Start of EXERCISE MATERIAL

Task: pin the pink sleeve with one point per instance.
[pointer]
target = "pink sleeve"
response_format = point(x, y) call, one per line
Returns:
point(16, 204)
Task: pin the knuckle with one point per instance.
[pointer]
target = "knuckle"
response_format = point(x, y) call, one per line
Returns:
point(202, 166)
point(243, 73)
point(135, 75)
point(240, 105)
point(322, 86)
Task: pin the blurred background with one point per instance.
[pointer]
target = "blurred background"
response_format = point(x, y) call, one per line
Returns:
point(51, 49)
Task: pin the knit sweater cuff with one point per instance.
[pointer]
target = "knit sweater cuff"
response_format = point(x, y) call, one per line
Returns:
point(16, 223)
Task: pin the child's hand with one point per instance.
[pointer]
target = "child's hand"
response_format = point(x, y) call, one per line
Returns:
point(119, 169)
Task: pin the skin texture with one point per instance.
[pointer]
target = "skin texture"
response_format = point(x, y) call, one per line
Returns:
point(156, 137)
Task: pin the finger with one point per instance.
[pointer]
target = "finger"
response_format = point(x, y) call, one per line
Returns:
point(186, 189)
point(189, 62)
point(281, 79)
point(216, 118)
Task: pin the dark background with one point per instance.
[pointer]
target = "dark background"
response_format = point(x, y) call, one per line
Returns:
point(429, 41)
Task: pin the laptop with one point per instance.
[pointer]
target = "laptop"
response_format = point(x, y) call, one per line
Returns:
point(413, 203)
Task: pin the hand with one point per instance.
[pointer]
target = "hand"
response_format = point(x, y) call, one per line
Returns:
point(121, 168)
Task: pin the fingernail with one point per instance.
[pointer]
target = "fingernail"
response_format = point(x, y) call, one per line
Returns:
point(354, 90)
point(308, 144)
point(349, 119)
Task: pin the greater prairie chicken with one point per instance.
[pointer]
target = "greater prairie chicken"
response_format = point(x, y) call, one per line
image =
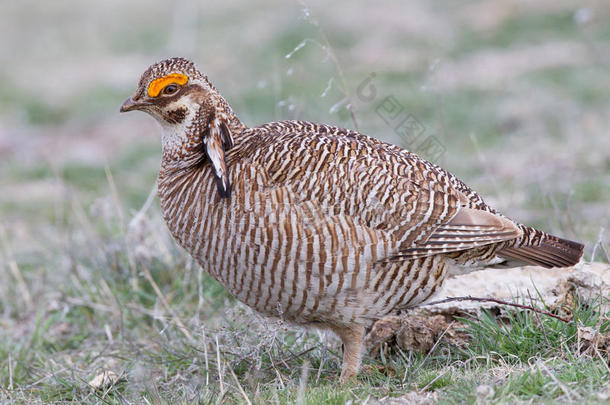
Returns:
point(318, 225)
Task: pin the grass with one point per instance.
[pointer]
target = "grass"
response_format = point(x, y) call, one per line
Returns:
point(204, 347)
point(88, 283)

End of EXERCISE MATERIAL

◆ **EXERCISE REQUIREMENTS**
Reproduce the data above line for line, without any changes, and leave any picture out of your output.

◆ **RESULT OF THIS TASK**
Task: pin the pink sleeve with one point per instance.
[pointer]
target = "pink sleeve"
response_format = point(x, y) call, one per line
Returns:
point(16, 204)
Task: pin the knuckle with one point per instance.
[pointer]
target = "knuckle"
response_format = point(x, y) call, one per line
Returns:
point(202, 166)
point(243, 73)
point(135, 75)
point(240, 105)
point(322, 86)
Task: pin the blurred background with one point per instance.
[pointer]
target = "blurred background"
response_format = point(x, y) call, one per line
Returns:
point(51, 49)
Task: pin the knit sweater cuff with one point per instance.
[pointer]
target = "knit sweater cuff"
response_format = point(x, y) call, one per line
Returns:
point(16, 223)
Task: pin the child's hand with one point per instance.
[pointer]
target = "child's hand"
response_format = point(x, y) call, one per line
Returns:
point(119, 169)
Task: pin the skin texture with one point per instance.
[pointer]
target = "skin texture"
response_format = point(x, y) call, one per line
Returns:
point(156, 137)
Task: pin the finger with one point per instance.
[pointer]
target = "finger"
response_format = point(x, y) call, one per line
Returns:
point(186, 189)
point(189, 62)
point(281, 79)
point(216, 118)
Task: pin the dark background with one point per instance.
[pointer]
target = "dark background"
response_format = point(x, y) call, one per line
Returns:
point(429, 41)
Task: pin the laptop with one point per instance.
[pointer]
target = "laptop"
response_format = point(x, y) call, one per line
Returns:
point(413, 203)
Task: pin the hand with one point per instance.
[pointer]
target = "hand"
response_format = point(x, y) call, one per line
Returns:
point(121, 168)
Task: pin the fingernail with one point per instance.
[pointer]
target = "fingernail"
response_format = point(x, y) call, one per line
Returns:
point(354, 90)
point(308, 144)
point(349, 119)
Task: pin the greater prairie chicken with one point per instance.
[pointer]
target = "greater prairie chicken"
response_format = point(x, y) call, one per line
image =
Returns:
point(318, 225)
Task: pin the grass with one point per instance.
[pointer]
target = "grass"
response_format = point(x, y) call, one per line
Returns:
point(204, 347)
point(88, 283)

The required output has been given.